**抽出テキスト**
=======
そこで勤め先を変えたところ、新しい先生との出会いがありました。移った先の部長の先生は、若手の医師に積極的に手術やお産などの経験をさせてくれる先生でした。困ったらサポートするからと後ろで見守ってくださり、私は様々な経験を積むことができたのです。産婦人科医を続けられたのはその先生に出会えたからだと感謝しています。

さらに、主治医制を導入している病院で、夜中でも自分の担当の患者さんに何かあれば、呼び出しに応じる体制でした。責任感を強く感じ、患者さんとの結びつきを深めることができたので、私にはこの体制が合っていたのだと思います。

神谷町WGレディースクリニック

もっと産婦人科を身近なものに

私がクリニックを開院するきっかけとなった二人の患者さんがいらっしゃいます。
一人は、40代後半の方で妊娠希望で来院されました。お話をお聴きしていると、そろそろ閉経と思われたので、正直に今の医療の限界や妊娠できるタイムリミットが42歳、43歳くらいだということをお伝えしました。

すると「そんなことは知らなかった。誰も教えてくれなかった。もっと早く産婦人科に来ればよかった」とおっしゃられた言葉が心に残っています。

もう一人は、私が当直をしていたときに、お腹がパンパンに膨らんで救急車で運ばれてきた30代の方です。診察をしたら卵巣がんの末期だとわかり、夜中にどのように病状をお伝えしようかと非常に悩んだケースでもありました。主治医として関係性を築く中で親しくなり、「なぜもう少し早く病院に来てくださらなかったのですか?」と尋ねたところ、その方は、「うすうすおかしいとは感じていたけれども、産婦人科には妊娠していないと行ってはダメだと思っていた。正直、どこに行けばよいかわからなかった」と答えられたのです。

そのときに、産婦人科の敷居を下げたい、産婦人科がどのような診療をしているのかをより多くの人に知ってもらい、もっと身近にかかれる医者だということをわかってもらいたいと思うようになりました。
=======
**提供データ**
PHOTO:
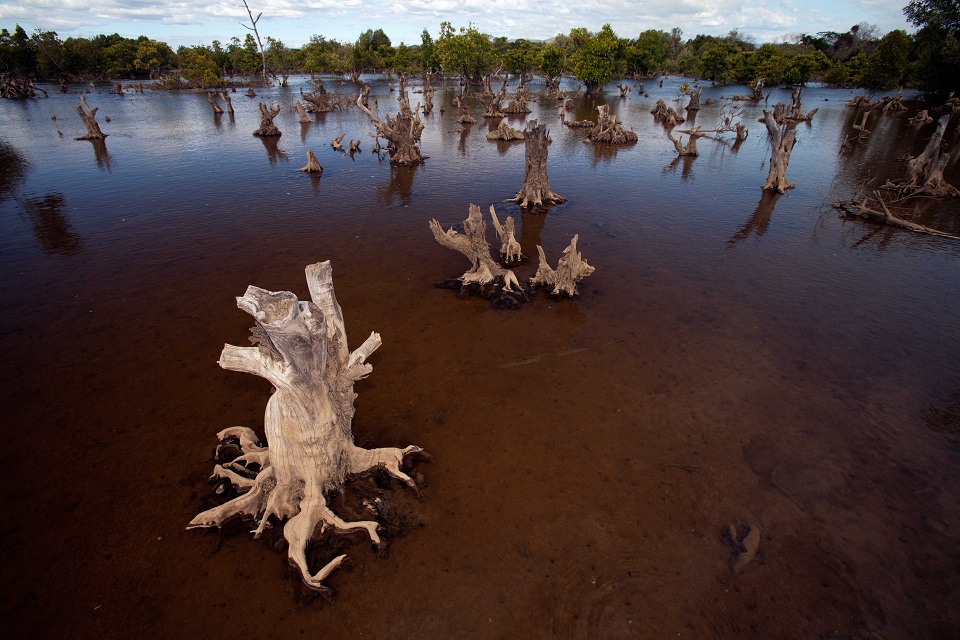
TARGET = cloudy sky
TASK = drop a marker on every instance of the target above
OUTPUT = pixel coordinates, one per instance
(189, 22)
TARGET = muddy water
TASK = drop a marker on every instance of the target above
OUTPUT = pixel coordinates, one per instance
(735, 359)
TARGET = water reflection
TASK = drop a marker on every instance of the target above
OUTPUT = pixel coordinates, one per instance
(400, 184)
(50, 226)
(759, 220)
(274, 152)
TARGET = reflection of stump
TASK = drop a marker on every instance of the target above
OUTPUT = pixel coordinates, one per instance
(301, 348)
(313, 165)
(571, 269)
(782, 140)
(536, 185)
(267, 128)
(89, 116)
(473, 244)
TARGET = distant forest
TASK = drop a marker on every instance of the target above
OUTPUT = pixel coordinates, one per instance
(858, 57)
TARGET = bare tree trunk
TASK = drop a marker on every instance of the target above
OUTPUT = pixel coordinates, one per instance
(89, 116)
(473, 244)
(782, 139)
(267, 128)
(571, 269)
(313, 165)
(310, 453)
(402, 132)
(536, 185)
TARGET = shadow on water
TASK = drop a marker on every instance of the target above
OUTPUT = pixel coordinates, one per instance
(759, 220)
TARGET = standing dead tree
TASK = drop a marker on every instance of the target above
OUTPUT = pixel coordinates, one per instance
(536, 185)
(509, 247)
(253, 27)
(313, 165)
(505, 132)
(473, 244)
(782, 139)
(88, 116)
(925, 172)
(402, 132)
(571, 269)
(301, 348)
(212, 99)
(609, 129)
(267, 128)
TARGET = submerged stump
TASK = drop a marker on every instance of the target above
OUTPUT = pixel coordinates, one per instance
(301, 348)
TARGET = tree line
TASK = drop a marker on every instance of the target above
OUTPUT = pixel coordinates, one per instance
(858, 57)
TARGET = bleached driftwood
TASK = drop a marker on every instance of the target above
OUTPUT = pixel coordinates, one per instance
(89, 117)
(535, 191)
(925, 172)
(313, 165)
(571, 269)
(301, 348)
(509, 247)
(267, 128)
(402, 131)
(473, 244)
(504, 132)
(782, 140)
(609, 129)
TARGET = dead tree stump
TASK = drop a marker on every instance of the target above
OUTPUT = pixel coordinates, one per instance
(313, 165)
(571, 269)
(536, 185)
(88, 116)
(301, 348)
(473, 244)
(609, 129)
(925, 172)
(782, 139)
(402, 132)
(267, 128)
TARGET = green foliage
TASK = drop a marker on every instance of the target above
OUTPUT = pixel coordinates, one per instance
(887, 65)
(596, 58)
(466, 52)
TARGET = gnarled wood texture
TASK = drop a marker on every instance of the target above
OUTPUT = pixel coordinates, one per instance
(536, 185)
(301, 348)
(571, 269)
(473, 244)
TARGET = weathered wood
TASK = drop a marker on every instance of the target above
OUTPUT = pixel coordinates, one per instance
(267, 128)
(925, 172)
(509, 247)
(313, 165)
(504, 132)
(473, 244)
(782, 140)
(301, 349)
(571, 269)
(402, 132)
(89, 117)
(609, 129)
(536, 185)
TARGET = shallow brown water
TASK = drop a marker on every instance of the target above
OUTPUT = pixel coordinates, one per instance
(732, 361)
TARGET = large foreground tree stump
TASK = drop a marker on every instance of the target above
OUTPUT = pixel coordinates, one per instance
(609, 129)
(925, 172)
(267, 128)
(402, 132)
(302, 350)
(782, 139)
(536, 185)
(571, 269)
(473, 244)
(89, 117)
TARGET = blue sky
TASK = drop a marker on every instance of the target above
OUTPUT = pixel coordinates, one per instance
(190, 22)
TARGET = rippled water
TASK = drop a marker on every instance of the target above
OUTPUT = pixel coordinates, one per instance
(735, 359)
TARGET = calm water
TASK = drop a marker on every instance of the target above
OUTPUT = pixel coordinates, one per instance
(735, 359)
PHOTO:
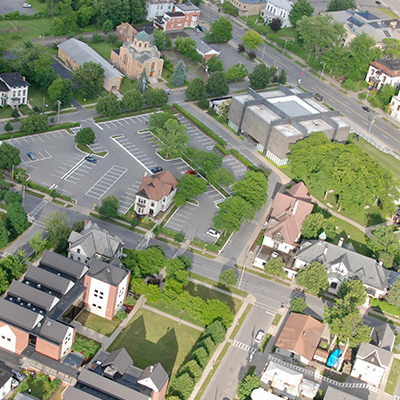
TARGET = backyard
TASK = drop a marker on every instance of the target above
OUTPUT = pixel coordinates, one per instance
(150, 338)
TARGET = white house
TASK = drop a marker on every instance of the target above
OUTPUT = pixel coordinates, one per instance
=======
**取り組み方**
抽出テキストでは、筆者が主治医制の体制を自分に合っていたと考えている。その理由を1〜3文で説明せよ。 抽出テキストの内容だけを根拠にすること。

**解答**
主治医制の病院では、夜中でも担当の患者さんに何かあれば呼び出しに応じる体制だった。その中で筆者は強い責任感を感じ、患者さんとの結びつきを深めることができたからである。